[INPUT ROWS]
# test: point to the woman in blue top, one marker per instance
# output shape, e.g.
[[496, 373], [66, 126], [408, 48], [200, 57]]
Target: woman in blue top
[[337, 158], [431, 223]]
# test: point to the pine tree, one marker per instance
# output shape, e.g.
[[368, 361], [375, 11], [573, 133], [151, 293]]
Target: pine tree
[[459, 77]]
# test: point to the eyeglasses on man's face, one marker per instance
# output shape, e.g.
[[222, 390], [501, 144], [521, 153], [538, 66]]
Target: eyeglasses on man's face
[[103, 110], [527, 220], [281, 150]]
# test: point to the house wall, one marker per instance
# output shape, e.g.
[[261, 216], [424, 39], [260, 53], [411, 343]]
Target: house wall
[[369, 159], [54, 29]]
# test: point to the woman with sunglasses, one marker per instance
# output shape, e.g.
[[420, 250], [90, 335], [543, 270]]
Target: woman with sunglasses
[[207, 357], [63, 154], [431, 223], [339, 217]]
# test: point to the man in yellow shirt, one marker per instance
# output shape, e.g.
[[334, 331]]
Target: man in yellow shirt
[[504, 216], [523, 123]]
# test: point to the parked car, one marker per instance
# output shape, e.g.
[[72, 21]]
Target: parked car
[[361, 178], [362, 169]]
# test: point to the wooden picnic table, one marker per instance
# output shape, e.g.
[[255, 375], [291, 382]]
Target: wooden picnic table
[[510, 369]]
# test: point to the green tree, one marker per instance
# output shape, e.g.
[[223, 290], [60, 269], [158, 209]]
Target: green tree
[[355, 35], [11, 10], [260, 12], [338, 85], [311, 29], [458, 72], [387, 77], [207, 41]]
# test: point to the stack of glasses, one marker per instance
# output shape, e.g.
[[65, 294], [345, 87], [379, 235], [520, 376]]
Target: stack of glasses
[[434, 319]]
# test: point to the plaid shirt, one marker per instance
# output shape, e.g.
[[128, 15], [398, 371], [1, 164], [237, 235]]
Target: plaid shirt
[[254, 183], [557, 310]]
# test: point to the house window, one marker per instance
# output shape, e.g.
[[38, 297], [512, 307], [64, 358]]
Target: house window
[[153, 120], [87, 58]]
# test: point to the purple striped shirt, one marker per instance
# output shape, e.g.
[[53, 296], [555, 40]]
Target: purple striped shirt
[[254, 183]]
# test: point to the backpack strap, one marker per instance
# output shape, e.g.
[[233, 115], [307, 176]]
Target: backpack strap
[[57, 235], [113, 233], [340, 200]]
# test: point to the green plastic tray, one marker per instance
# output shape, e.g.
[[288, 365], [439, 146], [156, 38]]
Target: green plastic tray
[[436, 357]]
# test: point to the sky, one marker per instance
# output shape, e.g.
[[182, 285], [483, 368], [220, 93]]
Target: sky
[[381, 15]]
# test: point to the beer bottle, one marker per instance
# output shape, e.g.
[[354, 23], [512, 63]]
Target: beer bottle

[WHAT NEEDS TO BE DONE] Copy all the rows above, putting "Object" in place of each "Target" and keeping everything else the same.

[TASK RESULT]
# test: point to the woman in blue top, one marker per instance
# output shape, e.g.
[[496, 373], [66, 126], [408, 48], [200, 57]]
Object: woman in blue top
[[337, 158], [431, 223]]
# test: point to the pine tree, one marker per instance
# output shape, e.g.
[[368, 361], [375, 11], [573, 133], [151, 293]]
Object: pine tree
[[459, 77]]
# test: point to the eyeglasses on man's face, one marker per instance
# output shape, e.g.
[[222, 390], [501, 144], [521, 153], [538, 66]]
Object: eyeglasses on man's face
[[103, 110], [527, 220], [281, 150]]
# test: point to the house wall, one marker per instance
# output shape, e.g.
[[261, 216], [424, 39], [260, 53], [411, 343]]
Object: house wall
[[369, 159], [54, 29]]
# test: point to the woman with sunglasses, one marker per instance
# output shape, e.g.
[[420, 250], [90, 335], [543, 270]]
Object: woman with sunglasses
[[207, 357], [63, 154], [431, 223], [339, 217]]
# test: point to the man in yellow shirt, one marker per instance
# output shape, e.g.
[[334, 331]]
Object: man in yellow shirt
[[504, 216], [523, 123]]
# test: point to the parked car, one marker per instance
# output shape, e.g.
[[72, 21]]
Object: parked car
[[361, 178], [362, 169]]
# test: point to the wooden picnic table, one marker per instance
# output shape, e.g.
[[255, 375], [291, 382]]
Object: wooden picnic table
[[510, 369]]
# test: point to the green tree, one marker per instance
# output shape, e.g.
[[223, 290], [60, 269], [158, 209]]
Object: green tree
[[355, 35], [11, 10], [260, 12], [338, 85], [311, 29], [458, 72], [387, 77], [207, 41]]
# test: point to the stack of glasses, one marker per instance
# output shape, e.g.
[[65, 294], [345, 87], [379, 235], [520, 376]]
Object: stack of glasses
[[434, 319]]
# test: point to the plaid shirt, one marker per instance
# output shape, e.g.
[[128, 15], [398, 371], [1, 164], [237, 235]]
Object: plaid shirt
[[254, 183], [557, 310]]
# test: point to the house window, one marker per instance
# output shape, e.g.
[[38, 297], [512, 307], [64, 358]]
Object: house window
[[153, 120], [87, 58]]
# test: point to the purple striped shirt, one marker per instance
# output shape, e.g.
[[53, 296], [555, 40]]
Object: purple striped shirt
[[254, 183]]
# test: point to the backpack strap, one marker per instance
# output shape, e.g.
[[233, 115], [307, 176]]
Object: backpack strap
[[57, 235], [113, 233], [340, 200]]
# test: point to the green plastic tray, one marker per instance
# output shape, e.g.
[[288, 365], [439, 146], [156, 38]]
Object: green plastic tray
[[436, 357]]
# test: point to the sky, one marker per instance
# output shape, e.g.
[[182, 285], [483, 368], [220, 93]]
Object: sky
[[381, 15]]
# test: point to the beer bottle, one marker per instance
# output shape, e.g.
[[354, 23], [512, 63]]
Object: beer bottle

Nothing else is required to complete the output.